══ Provided information

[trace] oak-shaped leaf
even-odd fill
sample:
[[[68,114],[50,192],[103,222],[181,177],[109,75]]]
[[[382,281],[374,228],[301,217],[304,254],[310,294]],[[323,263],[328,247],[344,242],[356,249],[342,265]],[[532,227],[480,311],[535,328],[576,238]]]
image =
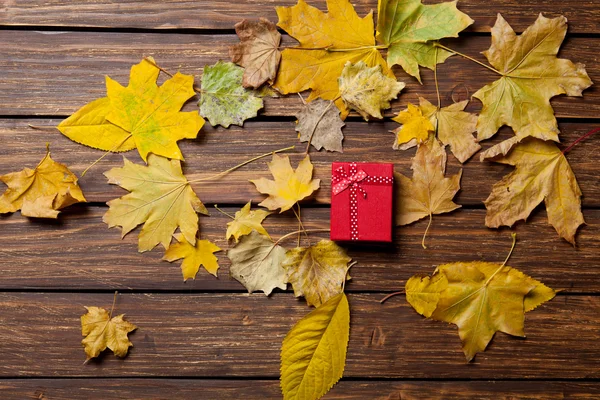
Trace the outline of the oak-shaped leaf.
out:
[[[461,163],[481,149],[473,136],[477,126],[477,115],[464,111],[468,103],[468,100],[464,100],[438,108],[419,97],[419,108],[423,116],[429,118],[436,127],[439,141],[450,146],[450,151]]]
[[[400,111],[392,120],[402,124],[392,131],[396,134],[392,146],[394,150],[406,150],[426,142],[430,133],[435,131],[435,126],[429,117],[423,115],[423,111],[411,103],[408,103],[406,110]]]
[[[177,243],[169,246],[165,255],[162,258],[165,261],[173,262],[183,258],[181,263],[181,272],[183,280],[196,279],[196,274],[200,270],[200,266],[211,275],[217,276],[219,263],[217,257],[213,254],[221,251],[221,248],[210,240],[196,239],[196,244],[188,242],[185,237],[178,233],[175,235]]]
[[[309,247],[288,250],[283,268],[296,297],[304,296],[308,305],[319,307],[343,291],[352,261],[346,251],[331,240]]]
[[[198,214],[208,215],[181,170],[179,160],[168,160],[151,154],[148,165],[138,165],[123,157],[123,167],[104,175],[108,183],[119,185],[130,193],[109,201],[102,220],[110,228],[120,226],[121,237],[144,224],[139,236],[139,251],[152,250],[159,243],[169,248],[175,230],[196,244]]]
[[[144,161],[149,153],[183,159],[177,141],[195,138],[204,125],[197,113],[180,111],[196,94],[194,77],[177,72],[159,87],[159,72],[148,57],[131,67],[127,87],[106,77],[107,98],[85,105],[58,129],[71,140],[100,150],[137,147]]]
[[[227,223],[225,239],[233,237],[238,242],[240,237],[248,235],[252,231],[270,238],[266,229],[262,226],[262,221],[271,213],[265,210],[251,210],[251,206],[252,202],[249,201],[240,211],[235,213],[233,221]]]
[[[440,265],[428,281],[407,281],[406,292],[419,314],[458,326],[467,361],[484,351],[496,332],[525,337],[525,312],[555,295],[517,269],[481,261]]]
[[[321,181],[312,179],[313,165],[309,156],[300,161],[295,171],[290,158],[277,153],[273,153],[273,160],[268,165],[274,180],[250,180],[259,192],[269,195],[259,206],[269,210],[279,208],[280,212],[284,212],[319,188]]]
[[[345,125],[340,118],[340,110],[328,100],[316,99],[300,109],[296,132],[301,142],[308,142],[317,150],[339,151],[343,153],[342,141]]]
[[[66,165],[50,158],[50,149],[34,168],[0,175],[8,189],[0,196],[0,214],[21,210],[21,215],[57,218],[60,209],[85,202],[77,177]]]
[[[85,307],[88,312],[81,316],[81,341],[87,359],[100,355],[107,347],[117,357],[125,357],[133,344],[127,335],[137,326],[125,321],[125,314],[112,317],[108,311],[100,307]]]
[[[427,216],[430,225],[434,214],[447,213],[460,207],[452,199],[460,190],[462,170],[449,178],[444,176],[446,151],[435,138],[419,146],[411,169],[412,179],[400,173],[395,174],[398,182],[395,189],[398,199],[397,225],[408,225]],[[423,236],[423,247],[425,247],[425,236]]]
[[[281,266],[285,249],[268,237],[252,231],[227,251],[231,260],[231,276],[249,293],[262,291],[267,296],[273,289],[286,288],[286,272]]]
[[[346,105],[365,120],[369,116],[383,118],[381,110],[390,108],[390,101],[404,89],[404,82],[381,72],[381,65],[368,67],[364,61],[346,62],[339,78],[340,96]]]
[[[232,62],[219,61],[204,67],[198,106],[200,115],[212,126],[242,126],[263,107],[262,99],[242,86],[243,74],[244,69]]]
[[[456,1],[424,5],[421,0],[379,0],[377,41],[388,46],[387,62],[400,65],[421,81],[419,66],[430,69],[452,53],[433,41],[458,37],[473,20],[456,8]],[[437,54],[436,54],[437,52]]]
[[[231,61],[244,67],[244,87],[258,88],[272,83],[281,60],[281,34],[277,26],[266,18],[258,21],[243,20],[235,24],[240,43],[229,48]]]
[[[575,174],[556,144],[527,138],[506,156],[493,161],[514,165],[513,172],[494,184],[485,200],[485,224],[512,226],[525,220],[544,201],[548,222],[558,235],[575,245],[577,228],[584,223],[581,190]]]
[[[348,108],[339,97],[338,78],[347,61],[380,65],[394,78],[375,48],[373,13],[360,18],[349,0],[327,0],[328,13],[298,0],[293,7],[277,7],[278,26],[300,42],[282,52],[275,88],[283,94],[312,89],[308,101],[335,100],[342,119]],[[322,50],[321,50],[322,49]]]
[[[350,307],[344,293],[298,321],[281,345],[284,400],[324,396],[344,374],[349,337]]]
[[[560,94],[581,96],[592,85],[583,64],[556,57],[566,33],[567,19],[563,16],[545,18],[540,14],[533,25],[517,35],[498,14],[492,45],[484,54],[502,76],[473,95],[483,103],[477,121],[479,140],[508,125],[517,136],[511,144],[527,136],[558,142],[550,99]],[[506,154],[510,146],[504,147]]]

════

**Work to do:** Copy all the lines of data exactly as they appear, dropping any images.

**Response:**
[trace] oak-shaped leaf
even-odd fill
sample:
[[[68,114],[50,192],[103,222],[181,177],[109,75]]]
[[[382,281],[374,228],[301,217],[304,254],[310,294]],[[323,263],[328,247],[344,242],[356,249],[342,265]],[[532,227],[480,311],[535,328],[576,238]]]
image =
Trace the outline of the oak-shaped leaf.
out:
[[[461,163],[481,149],[473,136],[477,126],[477,115],[464,111],[468,103],[468,100],[464,100],[438,108],[419,97],[419,108],[423,116],[429,118],[436,127],[439,141],[450,146],[450,151]]]
[[[400,111],[392,120],[402,124],[392,131],[396,134],[392,146],[394,150],[406,150],[426,142],[430,133],[435,131],[435,126],[429,117],[423,115],[423,111],[411,103],[408,103],[406,110]]]
[[[177,243],[169,246],[165,255],[162,258],[165,261],[173,262],[183,258],[181,263],[181,272],[183,280],[196,279],[196,274],[200,270],[200,266],[211,275],[217,276],[219,263],[217,257],[213,254],[221,251],[221,248],[210,240],[196,239],[196,244],[188,242],[185,237],[178,233],[175,235]]]
[[[309,247],[288,250],[283,268],[296,297],[304,296],[308,305],[319,307],[343,291],[352,261],[346,251],[331,240]]]
[[[198,214],[208,215],[181,170],[179,160],[168,160],[151,154],[148,165],[138,165],[123,157],[123,167],[104,175],[108,183],[119,185],[130,193],[109,201],[102,220],[110,228],[120,226],[121,237],[144,224],[139,236],[139,251],[152,250],[159,243],[169,248],[175,230],[196,244]]]
[[[144,161],[149,153],[183,159],[177,141],[195,138],[204,125],[197,113],[180,111],[196,94],[194,77],[177,72],[159,87],[159,72],[148,57],[131,67],[127,87],[106,77],[107,98],[85,105],[58,129],[71,140],[100,150],[137,147]]]
[[[227,223],[225,239],[233,237],[238,242],[240,237],[248,235],[252,231],[270,238],[266,229],[262,226],[262,221],[271,213],[265,210],[251,210],[251,206],[252,202],[249,201],[240,211],[235,213],[233,221]]]
[[[440,265],[428,281],[407,281],[406,292],[419,314],[458,326],[467,361],[484,351],[496,332],[525,337],[525,312],[555,295],[517,269],[481,261]]]
[[[321,181],[312,179],[313,165],[309,156],[300,161],[295,171],[290,158],[277,153],[273,153],[273,160],[268,165],[274,180],[250,180],[259,192],[269,195],[259,206],[269,210],[279,208],[280,212],[284,212],[319,188]]]
[[[345,125],[340,118],[340,110],[328,100],[316,99],[300,109],[296,132],[301,142],[308,142],[317,150],[339,151],[343,153],[342,141]]]
[[[66,165],[50,158],[50,149],[34,168],[0,175],[8,189],[0,196],[0,214],[21,210],[21,215],[57,218],[60,209],[85,202],[77,177]]]
[[[85,307],[88,312],[81,316],[81,341],[87,359],[100,355],[107,347],[117,357],[125,357],[133,344],[127,335],[137,326],[125,321],[125,314],[112,317],[108,311],[100,307]]]
[[[427,216],[430,225],[434,214],[447,213],[460,207],[452,199],[460,190],[462,170],[449,178],[444,176],[446,151],[435,138],[419,146],[411,169],[412,179],[400,173],[395,174],[398,182],[395,189],[398,199],[397,225],[408,225]],[[423,236],[423,247],[425,247],[425,236]]]
[[[281,266],[285,249],[268,237],[252,231],[227,251],[231,260],[231,276],[249,293],[262,291],[267,296],[273,289],[286,288],[286,272]]]
[[[346,105],[365,120],[369,116],[383,118],[381,110],[390,108],[390,101],[404,89],[404,82],[381,72],[381,65],[368,67],[364,61],[346,62],[339,78],[340,96]]]
[[[232,62],[219,61],[204,67],[198,106],[200,115],[212,126],[242,126],[263,107],[262,99],[242,86],[243,74],[244,69]]]
[[[456,1],[424,5],[421,0],[379,0],[377,41],[388,46],[387,62],[400,65],[421,81],[419,66],[430,69],[452,53],[433,41],[458,37],[473,20],[456,8]],[[437,54],[436,54],[437,52]]]
[[[231,61],[244,67],[244,87],[258,88],[272,83],[281,60],[281,34],[277,26],[266,18],[258,21],[243,20],[235,24],[240,43],[229,48]]]
[[[575,174],[556,144],[527,138],[506,156],[493,161],[514,165],[513,172],[494,184],[485,200],[485,224],[512,226],[525,220],[544,201],[548,222],[558,235],[575,245],[577,228],[584,223],[581,190]]]
[[[348,108],[339,97],[338,78],[347,61],[380,65],[394,78],[375,48],[373,13],[360,18],[349,0],[327,0],[328,13],[298,0],[293,7],[277,7],[278,26],[300,42],[282,52],[275,88],[283,94],[312,89],[308,101],[335,100],[342,119]],[[322,50],[321,50],[322,49]]]
[[[350,307],[344,293],[298,321],[281,345],[284,400],[324,396],[344,374],[349,337]]]
[[[560,94],[581,96],[592,85],[583,64],[556,57],[566,33],[567,19],[563,16],[545,18],[540,14],[533,25],[517,35],[498,14],[492,45],[484,54],[502,76],[473,95],[483,103],[477,121],[479,140],[508,125],[517,136],[511,144],[527,136],[558,142],[550,99]],[[506,154],[510,146],[504,147]]]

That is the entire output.